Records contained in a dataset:
Start of Block

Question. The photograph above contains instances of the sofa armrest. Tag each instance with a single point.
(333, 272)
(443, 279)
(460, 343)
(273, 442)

End of Block

* **EXERCISE REQUIREMENTS**
The records above should be returned exactly.

* **RESULT**
Question. The photograph above contains instances of the sofa armrest. Tag each instance with a single point.
(333, 272)
(443, 279)
(460, 343)
(273, 442)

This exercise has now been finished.